### Directions
Copy out all the records exactly.
--------------------
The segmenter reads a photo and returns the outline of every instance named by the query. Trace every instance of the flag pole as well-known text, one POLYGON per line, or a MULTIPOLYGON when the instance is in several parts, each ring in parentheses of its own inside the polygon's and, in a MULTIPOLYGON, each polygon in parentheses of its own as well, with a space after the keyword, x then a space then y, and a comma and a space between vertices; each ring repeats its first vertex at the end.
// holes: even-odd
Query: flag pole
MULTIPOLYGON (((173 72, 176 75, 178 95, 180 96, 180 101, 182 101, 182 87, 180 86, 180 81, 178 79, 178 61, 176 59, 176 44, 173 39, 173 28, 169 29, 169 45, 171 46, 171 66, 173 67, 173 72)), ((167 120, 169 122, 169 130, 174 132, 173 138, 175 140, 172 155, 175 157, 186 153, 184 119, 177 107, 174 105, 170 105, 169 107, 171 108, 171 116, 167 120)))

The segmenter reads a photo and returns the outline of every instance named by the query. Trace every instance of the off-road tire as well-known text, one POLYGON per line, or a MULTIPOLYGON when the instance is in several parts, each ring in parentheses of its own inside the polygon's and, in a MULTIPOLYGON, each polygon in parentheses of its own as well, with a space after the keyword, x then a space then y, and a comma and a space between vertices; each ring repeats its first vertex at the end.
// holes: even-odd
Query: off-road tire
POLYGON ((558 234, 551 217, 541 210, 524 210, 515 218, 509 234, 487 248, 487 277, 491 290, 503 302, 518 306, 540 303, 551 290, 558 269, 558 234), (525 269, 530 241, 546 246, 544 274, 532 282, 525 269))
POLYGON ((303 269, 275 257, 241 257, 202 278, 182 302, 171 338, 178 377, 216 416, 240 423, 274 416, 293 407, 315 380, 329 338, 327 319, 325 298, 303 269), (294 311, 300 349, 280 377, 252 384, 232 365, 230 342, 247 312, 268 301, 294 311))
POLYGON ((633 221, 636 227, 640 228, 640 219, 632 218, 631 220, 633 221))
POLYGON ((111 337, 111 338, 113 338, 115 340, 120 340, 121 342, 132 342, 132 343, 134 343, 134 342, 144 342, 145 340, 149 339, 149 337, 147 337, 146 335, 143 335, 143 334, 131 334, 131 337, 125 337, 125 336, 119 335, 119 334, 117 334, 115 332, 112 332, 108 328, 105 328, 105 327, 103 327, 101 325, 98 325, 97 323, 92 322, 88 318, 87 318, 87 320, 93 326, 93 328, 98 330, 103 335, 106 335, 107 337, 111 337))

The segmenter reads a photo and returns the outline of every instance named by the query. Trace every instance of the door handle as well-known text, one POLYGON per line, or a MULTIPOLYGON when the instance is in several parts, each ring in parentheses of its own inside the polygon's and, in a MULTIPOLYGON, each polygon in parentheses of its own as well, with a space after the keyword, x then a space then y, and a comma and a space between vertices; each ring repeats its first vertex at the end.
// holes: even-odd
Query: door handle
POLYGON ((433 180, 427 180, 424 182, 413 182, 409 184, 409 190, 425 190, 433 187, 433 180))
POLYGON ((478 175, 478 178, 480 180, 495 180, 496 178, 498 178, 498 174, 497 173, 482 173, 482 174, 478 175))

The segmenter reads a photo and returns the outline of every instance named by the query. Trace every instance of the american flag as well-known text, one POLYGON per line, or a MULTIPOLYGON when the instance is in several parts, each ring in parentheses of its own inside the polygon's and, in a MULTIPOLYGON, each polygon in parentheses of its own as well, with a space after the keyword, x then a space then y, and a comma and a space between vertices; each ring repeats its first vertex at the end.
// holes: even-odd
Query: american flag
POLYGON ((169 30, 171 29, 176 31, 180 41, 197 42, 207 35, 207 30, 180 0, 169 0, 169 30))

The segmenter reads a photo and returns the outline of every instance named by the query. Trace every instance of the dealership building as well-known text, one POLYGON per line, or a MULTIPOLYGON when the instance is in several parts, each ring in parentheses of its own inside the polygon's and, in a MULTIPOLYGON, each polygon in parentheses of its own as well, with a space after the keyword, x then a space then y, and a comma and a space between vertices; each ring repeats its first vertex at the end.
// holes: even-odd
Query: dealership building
--------------------
### Solution for this problem
The segmenter reads a photo and returns the outline of every instance named by the query. Trace every instance of the flag pole as well-known text, one POLYGON per line, or a MULTIPOLYGON when the instance is in several parts, each ring in parentheses of its own inside the polygon's and, in a MULTIPOLYGON, each polygon in parentheses of its own as well, with a space after the keyword, x then a space then y, and a comma and a space between vertices; each ring repeats its first vertex at the end.
// holes: even-odd
Query: flag pole
MULTIPOLYGON (((173 72, 176 75, 178 95, 180 96, 180 101, 182 101, 182 87, 180 86, 180 81, 178 79, 178 61, 176 59, 176 44, 173 39, 173 28, 169 29, 169 45, 171 46, 171 66, 173 67, 173 72)), ((167 120, 169 122, 169 130, 174 132, 173 138, 175 140, 172 155, 175 157, 186 153, 184 119, 177 107, 174 105, 170 105, 169 107, 171 108, 171 116, 167 120)))

The segmenter reads a photo and returns the outline of every instance named by the query. Trace every instance of the off-road tire as well-known text, one POLYGON per line, or a MULTIPOLYGON when the instance is in several parts, each ring in parentheses of its own inside the polygon's and, in a MULTIPOLYGON, each polygon in parentheses of its own as well, with a space after the keyword, x then a space then y, and a comma and a space between vertices; each ring repeats its first vertex at the end.
// holes: even-odd
Query: off-road tire
POLYGON ((558 234, 551 217, 541 210, 524 210, 515 218, 509 234, 487 248, 487 277, 491 290, 503 302, 518 306, 540 303, 551 290, 558 269, 558 234), (525 269, 530 241, 546 246, 544 274, 532 282, 525 269))
POLYGON ((303 269, 275 257, 241 257, 202 278, 182 302, 171 338, 178 377, 216 416, 240 423, 274 416, 293 407, 315 380, 329 338, 327 319, 325 298, 303 269), (294 311, 300 349, 280 377, 252 384, 232 365, 230 342, 247 312, 268 301, 294 311))
POLYGON ((633 221, 636 227, 640 228, 640 219, 632 218, 631 220, 633 221))
POLYGON ((111 337, 111 338, 113 338, 115 340, 120 340, 121 342, 132 342, 132 343, 134 343, 134 342, 144 342, 145 340, 149 339, 149 337, 147 337, 146 335, 143 335, 143 334, 131 334, 131 337, 125 337, 125 336, 119 335, 119 334, 117 334, 115 332, 112 332, 108 328, 105 328, 105 327, 103 327, 101 325, 98 325, 97 323, 92 322, 88 318, 87 318, 87 320, 93 326, 93 328, 98 330, 103 335, 106 335, 107 337, 111 337))

The segmenter reads a photo and returns the outline of every instance named by the query. Trace every instance of the door handle as well-known text, one POLYGON per line, or a MULTIPOLYGON when the instance is in several parts, each ring in parentheses of its own inside the polygon's and, in a MULTIPOLYGON, each polygon in parentheses of its own as well, with a space after the keyword, x then a space then y, and a comma and a space between vertices; each ring repeats its first vertex at the end.
// holes: even-odd
Query: door handle
POLYGON ((433 180, 427 180, 424 182, 413 182, 409 184, 409 190, 425 190, 433 187, 433 180))
POLYGON ((478 175, 478 178, 480 180, 495 180, 496 178, 498 178, 498 174, 497 173, 482 173, 482 174, 478 175))

The segmenter reads a photo and returns the outline of every instance named by the query. Trace every instance of the american flag as well-known text, one POLYGON per line, or a MULTIPOLYGON when the instance is in several parts, each ring in parentheses of its own inside the polygon's and, in a MULTIPOLYGON, each polygon in parentheses of its own as well, with a space after the keyword, x then a space then y, and a comma and a space between vertices; each ring repeats its first vertex at the end.
// holes: even-odd
Query: american flag
POLYGON ((169 30, 171 29, 176 31, 180 41, 197 42, 207 35, 207 30, 180 0, 169 0, 169 30))

The segmenter reads a photo and returns the outline of every instance named by the query. Trace every instance of the dealership building as well-known text, one POLYGON per line, or a MULTIPOLYGON when the instance is in several parts, each ring in parentheses of its own inside the polygon's and, in a MULTIPOLYGON, each polygon in parentheses of its own as well, with a space after the keyword, x then a space then y, and a comma and a space between vertices; each ring repeats its first vertex at the end.
// holes: even-odd
Query: dealership building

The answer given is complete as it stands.